+++ Records shown

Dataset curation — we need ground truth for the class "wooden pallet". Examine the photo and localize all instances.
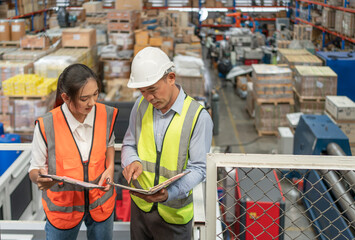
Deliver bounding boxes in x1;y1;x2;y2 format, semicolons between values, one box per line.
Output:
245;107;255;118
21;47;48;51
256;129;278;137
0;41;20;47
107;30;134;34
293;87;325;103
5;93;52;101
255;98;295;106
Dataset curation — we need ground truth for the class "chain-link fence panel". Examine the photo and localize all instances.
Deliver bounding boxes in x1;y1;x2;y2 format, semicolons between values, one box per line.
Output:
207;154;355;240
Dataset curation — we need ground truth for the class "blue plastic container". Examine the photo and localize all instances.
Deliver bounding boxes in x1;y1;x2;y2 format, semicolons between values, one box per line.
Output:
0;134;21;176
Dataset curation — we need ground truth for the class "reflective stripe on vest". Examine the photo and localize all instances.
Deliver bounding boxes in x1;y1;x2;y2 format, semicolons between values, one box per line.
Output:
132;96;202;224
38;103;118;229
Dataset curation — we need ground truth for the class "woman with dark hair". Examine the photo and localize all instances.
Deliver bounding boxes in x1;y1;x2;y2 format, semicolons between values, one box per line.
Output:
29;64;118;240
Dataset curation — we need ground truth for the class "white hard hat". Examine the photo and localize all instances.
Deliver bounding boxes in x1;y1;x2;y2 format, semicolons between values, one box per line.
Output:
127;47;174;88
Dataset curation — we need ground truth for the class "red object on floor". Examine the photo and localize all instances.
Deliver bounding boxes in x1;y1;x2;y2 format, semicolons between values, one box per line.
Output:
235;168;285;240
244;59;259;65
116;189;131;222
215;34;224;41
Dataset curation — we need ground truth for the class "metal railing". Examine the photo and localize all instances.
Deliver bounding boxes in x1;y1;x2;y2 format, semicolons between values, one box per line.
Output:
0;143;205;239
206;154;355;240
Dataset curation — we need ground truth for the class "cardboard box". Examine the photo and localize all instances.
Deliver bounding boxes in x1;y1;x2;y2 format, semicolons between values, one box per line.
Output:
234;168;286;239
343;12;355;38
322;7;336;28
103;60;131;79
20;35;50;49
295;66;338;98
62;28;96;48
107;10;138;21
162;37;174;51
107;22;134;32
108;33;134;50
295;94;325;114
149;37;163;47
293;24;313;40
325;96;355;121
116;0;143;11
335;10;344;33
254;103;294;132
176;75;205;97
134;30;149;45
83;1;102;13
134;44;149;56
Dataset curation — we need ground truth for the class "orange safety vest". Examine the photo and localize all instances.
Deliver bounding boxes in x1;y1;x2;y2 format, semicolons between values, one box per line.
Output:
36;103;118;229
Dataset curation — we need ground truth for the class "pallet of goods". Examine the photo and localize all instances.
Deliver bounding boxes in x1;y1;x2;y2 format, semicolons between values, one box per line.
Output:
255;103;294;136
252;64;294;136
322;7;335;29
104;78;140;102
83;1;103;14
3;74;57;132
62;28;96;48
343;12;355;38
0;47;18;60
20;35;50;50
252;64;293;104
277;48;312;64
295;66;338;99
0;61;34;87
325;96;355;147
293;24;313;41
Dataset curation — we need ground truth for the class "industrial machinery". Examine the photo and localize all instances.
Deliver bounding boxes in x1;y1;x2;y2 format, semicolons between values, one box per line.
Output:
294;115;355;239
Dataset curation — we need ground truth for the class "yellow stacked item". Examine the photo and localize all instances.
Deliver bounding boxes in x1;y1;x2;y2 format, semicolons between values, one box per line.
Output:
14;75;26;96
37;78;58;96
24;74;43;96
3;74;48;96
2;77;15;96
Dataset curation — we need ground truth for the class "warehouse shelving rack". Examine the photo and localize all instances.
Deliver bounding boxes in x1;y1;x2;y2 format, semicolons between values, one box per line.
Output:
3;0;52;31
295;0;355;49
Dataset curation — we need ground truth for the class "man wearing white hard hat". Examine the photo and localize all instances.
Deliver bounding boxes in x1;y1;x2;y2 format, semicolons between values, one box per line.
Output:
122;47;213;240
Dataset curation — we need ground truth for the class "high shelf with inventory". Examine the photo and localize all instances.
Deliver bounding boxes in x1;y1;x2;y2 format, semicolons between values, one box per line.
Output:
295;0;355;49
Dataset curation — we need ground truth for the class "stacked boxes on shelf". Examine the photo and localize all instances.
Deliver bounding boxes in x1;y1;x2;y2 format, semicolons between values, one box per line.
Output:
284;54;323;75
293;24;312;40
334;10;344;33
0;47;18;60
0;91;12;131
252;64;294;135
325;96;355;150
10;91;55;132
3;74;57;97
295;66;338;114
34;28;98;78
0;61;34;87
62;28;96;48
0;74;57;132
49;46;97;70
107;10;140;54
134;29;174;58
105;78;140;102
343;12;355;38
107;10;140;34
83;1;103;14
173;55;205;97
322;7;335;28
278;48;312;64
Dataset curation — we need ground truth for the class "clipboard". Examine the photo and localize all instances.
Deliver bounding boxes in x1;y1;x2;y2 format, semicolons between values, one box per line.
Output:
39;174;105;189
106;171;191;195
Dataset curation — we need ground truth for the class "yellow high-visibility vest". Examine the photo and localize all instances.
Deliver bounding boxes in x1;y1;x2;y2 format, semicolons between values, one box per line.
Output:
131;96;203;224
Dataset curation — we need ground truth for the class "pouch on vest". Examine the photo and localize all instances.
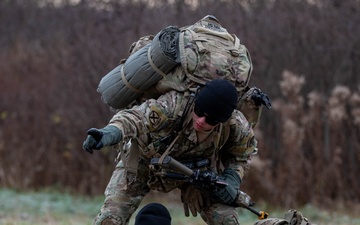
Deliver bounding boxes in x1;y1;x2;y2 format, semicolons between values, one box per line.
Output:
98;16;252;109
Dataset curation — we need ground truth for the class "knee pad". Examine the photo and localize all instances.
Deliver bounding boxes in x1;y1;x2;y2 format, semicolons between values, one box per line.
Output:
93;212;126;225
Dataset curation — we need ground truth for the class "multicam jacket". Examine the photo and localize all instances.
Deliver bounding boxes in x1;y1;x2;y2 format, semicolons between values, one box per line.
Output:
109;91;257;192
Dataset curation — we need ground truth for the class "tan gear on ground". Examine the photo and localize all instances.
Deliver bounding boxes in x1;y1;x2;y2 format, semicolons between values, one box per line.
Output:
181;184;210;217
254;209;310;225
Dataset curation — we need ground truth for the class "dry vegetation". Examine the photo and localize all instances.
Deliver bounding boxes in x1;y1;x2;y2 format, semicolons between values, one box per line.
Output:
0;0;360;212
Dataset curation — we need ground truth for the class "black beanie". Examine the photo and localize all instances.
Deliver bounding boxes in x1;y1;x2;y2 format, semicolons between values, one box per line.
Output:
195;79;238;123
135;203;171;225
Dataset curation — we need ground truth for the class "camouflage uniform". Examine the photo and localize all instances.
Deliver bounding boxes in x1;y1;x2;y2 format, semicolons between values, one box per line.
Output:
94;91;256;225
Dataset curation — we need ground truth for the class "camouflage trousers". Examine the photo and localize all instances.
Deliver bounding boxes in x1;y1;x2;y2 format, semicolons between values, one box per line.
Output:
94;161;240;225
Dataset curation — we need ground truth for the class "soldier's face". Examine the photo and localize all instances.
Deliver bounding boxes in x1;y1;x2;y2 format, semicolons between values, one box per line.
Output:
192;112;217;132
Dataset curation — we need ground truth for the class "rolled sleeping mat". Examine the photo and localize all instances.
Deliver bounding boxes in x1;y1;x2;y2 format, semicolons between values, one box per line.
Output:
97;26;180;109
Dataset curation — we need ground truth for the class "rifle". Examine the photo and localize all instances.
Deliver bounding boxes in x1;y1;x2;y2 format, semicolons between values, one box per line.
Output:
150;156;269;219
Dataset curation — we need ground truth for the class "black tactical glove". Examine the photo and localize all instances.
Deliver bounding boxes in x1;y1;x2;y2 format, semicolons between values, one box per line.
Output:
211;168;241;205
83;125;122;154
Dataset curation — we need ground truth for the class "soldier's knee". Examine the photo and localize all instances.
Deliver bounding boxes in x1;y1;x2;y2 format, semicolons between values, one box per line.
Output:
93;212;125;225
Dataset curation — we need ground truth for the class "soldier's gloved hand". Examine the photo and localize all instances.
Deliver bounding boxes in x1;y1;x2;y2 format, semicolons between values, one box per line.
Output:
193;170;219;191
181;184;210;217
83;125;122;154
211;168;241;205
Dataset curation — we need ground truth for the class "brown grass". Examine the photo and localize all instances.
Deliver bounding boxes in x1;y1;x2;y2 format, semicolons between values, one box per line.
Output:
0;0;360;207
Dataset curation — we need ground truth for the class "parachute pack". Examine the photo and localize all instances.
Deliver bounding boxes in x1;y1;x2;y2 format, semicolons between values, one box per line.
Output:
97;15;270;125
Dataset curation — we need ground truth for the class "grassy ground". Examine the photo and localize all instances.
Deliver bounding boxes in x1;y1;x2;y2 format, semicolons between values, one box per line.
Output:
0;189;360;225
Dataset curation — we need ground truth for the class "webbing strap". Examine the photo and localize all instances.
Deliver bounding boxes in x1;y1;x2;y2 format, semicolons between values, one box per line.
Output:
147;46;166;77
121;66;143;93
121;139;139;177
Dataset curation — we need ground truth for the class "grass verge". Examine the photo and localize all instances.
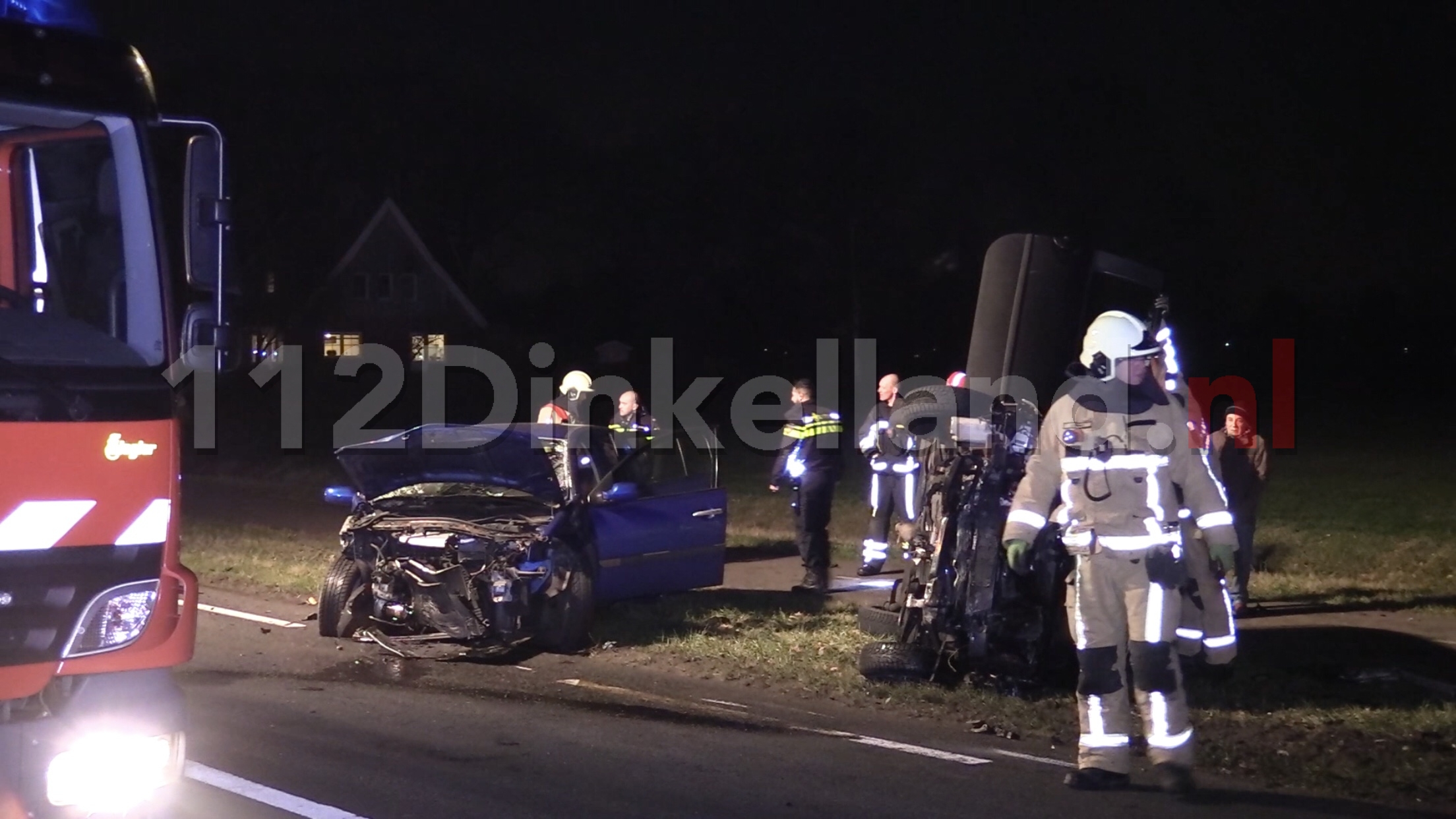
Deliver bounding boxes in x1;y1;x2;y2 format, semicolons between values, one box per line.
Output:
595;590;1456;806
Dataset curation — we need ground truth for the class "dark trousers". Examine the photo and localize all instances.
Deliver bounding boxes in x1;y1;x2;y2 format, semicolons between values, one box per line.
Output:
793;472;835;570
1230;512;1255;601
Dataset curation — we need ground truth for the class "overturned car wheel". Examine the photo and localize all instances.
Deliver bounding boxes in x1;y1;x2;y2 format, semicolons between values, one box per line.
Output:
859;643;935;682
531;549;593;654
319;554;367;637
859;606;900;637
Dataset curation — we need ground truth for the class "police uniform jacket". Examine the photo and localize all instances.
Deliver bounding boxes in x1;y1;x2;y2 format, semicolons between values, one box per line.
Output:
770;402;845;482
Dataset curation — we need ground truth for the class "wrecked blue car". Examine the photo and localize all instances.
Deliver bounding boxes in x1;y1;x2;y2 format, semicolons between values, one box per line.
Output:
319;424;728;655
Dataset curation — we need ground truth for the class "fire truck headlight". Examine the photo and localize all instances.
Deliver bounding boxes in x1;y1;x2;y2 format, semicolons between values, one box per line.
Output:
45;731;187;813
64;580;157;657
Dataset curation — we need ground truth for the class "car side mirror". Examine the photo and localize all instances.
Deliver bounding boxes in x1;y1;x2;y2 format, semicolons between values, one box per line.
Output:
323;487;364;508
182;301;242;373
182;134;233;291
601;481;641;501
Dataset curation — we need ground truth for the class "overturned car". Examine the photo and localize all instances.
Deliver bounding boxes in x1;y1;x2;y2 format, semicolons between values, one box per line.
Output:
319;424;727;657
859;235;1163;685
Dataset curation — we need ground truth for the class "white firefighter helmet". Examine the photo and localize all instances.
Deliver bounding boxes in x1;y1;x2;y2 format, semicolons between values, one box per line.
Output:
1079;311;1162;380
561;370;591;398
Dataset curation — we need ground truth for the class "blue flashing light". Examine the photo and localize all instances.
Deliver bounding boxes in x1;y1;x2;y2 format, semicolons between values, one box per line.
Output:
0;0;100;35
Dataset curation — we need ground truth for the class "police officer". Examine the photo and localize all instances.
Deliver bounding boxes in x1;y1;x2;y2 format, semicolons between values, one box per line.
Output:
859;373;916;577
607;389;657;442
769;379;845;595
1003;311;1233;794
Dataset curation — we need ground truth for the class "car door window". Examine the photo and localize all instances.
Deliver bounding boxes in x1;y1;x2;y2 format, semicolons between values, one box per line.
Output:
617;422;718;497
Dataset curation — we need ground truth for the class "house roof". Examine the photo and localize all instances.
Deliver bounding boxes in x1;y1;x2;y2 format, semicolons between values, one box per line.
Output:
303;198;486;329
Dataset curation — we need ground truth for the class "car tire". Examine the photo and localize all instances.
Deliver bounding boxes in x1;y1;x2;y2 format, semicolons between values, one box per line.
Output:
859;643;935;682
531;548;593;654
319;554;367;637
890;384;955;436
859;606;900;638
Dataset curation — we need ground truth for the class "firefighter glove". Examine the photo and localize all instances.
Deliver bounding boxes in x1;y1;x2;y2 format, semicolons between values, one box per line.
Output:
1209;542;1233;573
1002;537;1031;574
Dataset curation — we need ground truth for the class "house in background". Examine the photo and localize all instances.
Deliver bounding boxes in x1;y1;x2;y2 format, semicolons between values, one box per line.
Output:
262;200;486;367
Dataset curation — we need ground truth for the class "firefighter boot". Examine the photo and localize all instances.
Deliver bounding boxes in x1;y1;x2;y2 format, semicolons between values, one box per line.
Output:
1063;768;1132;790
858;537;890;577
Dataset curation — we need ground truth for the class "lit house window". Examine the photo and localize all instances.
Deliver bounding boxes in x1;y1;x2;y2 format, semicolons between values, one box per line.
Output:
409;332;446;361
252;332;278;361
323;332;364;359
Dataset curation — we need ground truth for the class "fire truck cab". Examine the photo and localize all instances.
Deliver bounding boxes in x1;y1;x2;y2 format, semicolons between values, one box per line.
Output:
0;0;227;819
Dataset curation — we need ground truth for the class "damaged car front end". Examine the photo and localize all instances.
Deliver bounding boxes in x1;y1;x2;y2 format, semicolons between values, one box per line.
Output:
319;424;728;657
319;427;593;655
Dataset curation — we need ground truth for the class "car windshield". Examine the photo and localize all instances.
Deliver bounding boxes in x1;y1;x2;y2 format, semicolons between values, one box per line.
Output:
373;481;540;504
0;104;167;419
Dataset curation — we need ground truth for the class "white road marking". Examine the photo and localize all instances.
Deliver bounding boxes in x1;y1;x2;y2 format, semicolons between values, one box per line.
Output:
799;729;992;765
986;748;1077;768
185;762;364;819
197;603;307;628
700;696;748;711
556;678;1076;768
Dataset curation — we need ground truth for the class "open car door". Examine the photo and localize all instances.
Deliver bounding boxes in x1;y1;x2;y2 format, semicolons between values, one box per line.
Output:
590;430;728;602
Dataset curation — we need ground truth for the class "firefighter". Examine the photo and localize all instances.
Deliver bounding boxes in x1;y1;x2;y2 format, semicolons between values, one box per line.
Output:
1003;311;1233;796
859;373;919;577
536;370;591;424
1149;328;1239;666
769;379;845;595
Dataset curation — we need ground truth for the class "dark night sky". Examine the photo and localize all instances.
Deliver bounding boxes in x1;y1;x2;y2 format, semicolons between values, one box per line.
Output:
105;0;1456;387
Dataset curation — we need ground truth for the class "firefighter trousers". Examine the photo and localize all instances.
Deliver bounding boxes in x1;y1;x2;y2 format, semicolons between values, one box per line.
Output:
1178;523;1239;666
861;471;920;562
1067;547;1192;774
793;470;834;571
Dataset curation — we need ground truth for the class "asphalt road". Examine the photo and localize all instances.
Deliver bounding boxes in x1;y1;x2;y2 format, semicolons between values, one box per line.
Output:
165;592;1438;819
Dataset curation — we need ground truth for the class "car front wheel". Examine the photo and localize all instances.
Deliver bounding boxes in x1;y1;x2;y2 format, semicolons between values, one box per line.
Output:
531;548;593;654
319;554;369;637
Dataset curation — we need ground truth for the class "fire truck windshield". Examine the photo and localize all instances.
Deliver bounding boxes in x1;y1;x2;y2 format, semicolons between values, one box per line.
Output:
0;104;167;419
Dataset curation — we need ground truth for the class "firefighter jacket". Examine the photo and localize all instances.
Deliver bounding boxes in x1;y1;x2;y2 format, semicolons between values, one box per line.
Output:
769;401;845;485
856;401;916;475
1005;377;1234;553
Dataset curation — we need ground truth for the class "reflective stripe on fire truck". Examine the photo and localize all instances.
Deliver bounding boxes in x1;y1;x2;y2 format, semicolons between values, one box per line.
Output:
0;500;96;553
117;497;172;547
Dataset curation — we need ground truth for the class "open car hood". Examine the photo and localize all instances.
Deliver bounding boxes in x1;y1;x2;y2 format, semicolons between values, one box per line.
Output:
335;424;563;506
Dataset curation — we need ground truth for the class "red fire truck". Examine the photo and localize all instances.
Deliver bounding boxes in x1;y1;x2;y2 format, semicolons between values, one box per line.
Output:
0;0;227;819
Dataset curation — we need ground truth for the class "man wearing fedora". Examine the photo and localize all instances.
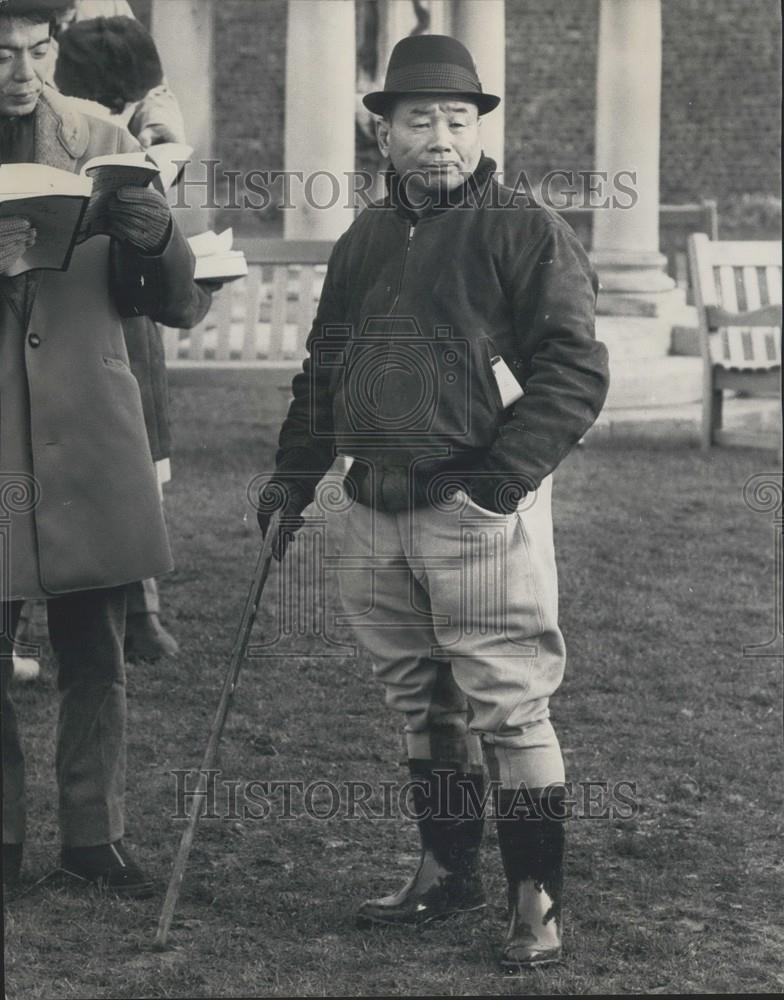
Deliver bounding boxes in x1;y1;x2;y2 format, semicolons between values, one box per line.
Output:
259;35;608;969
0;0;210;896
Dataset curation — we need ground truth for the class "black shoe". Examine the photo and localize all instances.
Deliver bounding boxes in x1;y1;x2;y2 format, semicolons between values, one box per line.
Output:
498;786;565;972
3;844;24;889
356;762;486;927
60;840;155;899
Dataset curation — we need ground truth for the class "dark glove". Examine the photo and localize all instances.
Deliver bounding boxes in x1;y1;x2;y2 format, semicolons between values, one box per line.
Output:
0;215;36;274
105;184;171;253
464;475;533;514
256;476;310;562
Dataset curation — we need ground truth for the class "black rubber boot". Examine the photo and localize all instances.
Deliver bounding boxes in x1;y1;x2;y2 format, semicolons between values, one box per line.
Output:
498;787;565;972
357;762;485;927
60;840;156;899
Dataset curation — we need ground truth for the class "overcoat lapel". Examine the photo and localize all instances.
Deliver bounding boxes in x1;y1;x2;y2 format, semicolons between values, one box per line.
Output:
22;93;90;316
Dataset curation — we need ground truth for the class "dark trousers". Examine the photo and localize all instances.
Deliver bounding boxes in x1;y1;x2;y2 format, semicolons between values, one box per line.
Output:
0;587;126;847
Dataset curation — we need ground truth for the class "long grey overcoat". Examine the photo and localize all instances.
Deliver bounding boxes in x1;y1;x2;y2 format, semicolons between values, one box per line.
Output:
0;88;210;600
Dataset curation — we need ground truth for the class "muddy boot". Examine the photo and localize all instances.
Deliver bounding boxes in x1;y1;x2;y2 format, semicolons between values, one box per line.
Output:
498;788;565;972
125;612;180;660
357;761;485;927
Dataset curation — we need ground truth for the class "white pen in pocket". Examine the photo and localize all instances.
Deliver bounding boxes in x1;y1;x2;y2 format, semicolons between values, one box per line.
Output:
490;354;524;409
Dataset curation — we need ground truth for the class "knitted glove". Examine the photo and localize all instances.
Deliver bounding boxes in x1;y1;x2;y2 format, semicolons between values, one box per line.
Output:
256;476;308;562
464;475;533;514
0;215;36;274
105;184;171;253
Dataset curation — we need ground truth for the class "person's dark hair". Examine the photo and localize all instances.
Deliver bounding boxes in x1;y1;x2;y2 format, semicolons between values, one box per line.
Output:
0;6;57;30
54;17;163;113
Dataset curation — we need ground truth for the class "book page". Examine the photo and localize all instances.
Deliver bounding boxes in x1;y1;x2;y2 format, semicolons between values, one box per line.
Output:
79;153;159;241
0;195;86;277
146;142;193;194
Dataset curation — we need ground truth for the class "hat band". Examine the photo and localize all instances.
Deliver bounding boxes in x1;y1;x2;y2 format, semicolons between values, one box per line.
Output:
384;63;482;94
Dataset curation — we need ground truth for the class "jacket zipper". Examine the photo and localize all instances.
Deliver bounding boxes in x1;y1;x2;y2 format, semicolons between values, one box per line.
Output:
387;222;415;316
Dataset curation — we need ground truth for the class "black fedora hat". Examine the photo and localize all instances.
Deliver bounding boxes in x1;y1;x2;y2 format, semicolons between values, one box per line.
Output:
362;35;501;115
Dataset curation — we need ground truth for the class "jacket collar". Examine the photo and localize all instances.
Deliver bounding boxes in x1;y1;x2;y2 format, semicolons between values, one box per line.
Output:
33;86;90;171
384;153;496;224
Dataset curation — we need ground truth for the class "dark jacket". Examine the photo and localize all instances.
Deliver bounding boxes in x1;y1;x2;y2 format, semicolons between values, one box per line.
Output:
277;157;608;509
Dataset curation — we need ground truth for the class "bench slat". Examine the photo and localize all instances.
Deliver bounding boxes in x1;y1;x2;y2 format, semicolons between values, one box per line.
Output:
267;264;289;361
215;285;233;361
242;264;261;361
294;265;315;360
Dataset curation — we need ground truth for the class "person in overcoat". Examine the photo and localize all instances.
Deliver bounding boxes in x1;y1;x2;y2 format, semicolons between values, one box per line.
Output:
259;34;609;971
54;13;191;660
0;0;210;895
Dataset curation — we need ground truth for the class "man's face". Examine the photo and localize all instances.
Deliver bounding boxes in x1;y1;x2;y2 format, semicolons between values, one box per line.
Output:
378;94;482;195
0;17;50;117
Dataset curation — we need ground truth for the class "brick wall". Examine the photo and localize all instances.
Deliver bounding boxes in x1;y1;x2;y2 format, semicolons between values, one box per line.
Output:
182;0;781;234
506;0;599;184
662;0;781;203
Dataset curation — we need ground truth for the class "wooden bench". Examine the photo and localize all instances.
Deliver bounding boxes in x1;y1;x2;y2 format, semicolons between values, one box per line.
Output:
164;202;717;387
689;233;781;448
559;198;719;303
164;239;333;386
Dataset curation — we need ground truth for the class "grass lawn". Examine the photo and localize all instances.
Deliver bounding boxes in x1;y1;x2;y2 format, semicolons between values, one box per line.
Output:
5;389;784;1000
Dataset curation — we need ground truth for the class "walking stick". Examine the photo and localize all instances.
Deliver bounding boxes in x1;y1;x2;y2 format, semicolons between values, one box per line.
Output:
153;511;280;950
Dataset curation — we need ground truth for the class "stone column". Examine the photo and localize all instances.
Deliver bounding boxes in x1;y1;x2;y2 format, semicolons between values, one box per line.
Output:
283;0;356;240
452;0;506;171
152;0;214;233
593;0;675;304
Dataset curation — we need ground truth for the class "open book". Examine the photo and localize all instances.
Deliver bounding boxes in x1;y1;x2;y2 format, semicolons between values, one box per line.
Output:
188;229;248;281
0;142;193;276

++++++

# [Task prompt]
Begin at the start of the rows and stop after the line that contains "29;64;118;240". Write those lines out again, requests included, with every bounding-box coordinate in the answers shifted up by 150, and leave the pictures out.

# [Response for this exercise]
Dataset curation — we need ground truth for the class "wooden pallet". Examine the photo and localize all instances.
Deliver bounding boxes in x1;y1;x2;y2 format, semicolons between values, one box per line.
Output:
395;257;405;268
171;197;198;201
406;279;428;287
150;191;170;197
257;180;284;184
443;237;475;253
155;243;202;251
405;248;445;256
Dataset curation — we need ground truth for the class "chain-link fence panel". Examine the photo and localize all instances.
Deliver bounding boxes in x1;y1;x2;y2 format, semicolons between values, one box per line.
Output:
357;304;505;390
Dataset curation — we need ground truth for the class "blue plastic container". Examine the photo and localize all instances.
Deliver bounding boxes in x1;y1;x2;y2 format, semicolons between values, one box per line.
Output:
150;284;171;326
Dataset curation — we need ground truth for the class "reflective stripe on vest". Examine the photo and localize all instances.
Deliver bounding boxes in x1;y1;x2;y2 format, semicolons between values, one box per line.
Output:
282;246;352;374
188;253;268;379
Dataset curation — we need ground truth for the class "woman with dark hair". Examine the photo and localize all instances.
Deliver bounding boxes in x1;y1;x2;y2 format, semicolons between values, one box per line.
Output:
179;214;268;390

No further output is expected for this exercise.